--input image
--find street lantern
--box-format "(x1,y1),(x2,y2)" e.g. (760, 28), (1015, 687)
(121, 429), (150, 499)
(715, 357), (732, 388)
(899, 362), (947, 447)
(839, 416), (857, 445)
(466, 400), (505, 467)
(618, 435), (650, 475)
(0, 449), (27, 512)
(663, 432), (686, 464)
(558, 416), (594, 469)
┄┄┄┄┄┄
> _Given instruction_: State how many lines in the records above contain the word "format". Give only the number.

> _Problem solution_: 1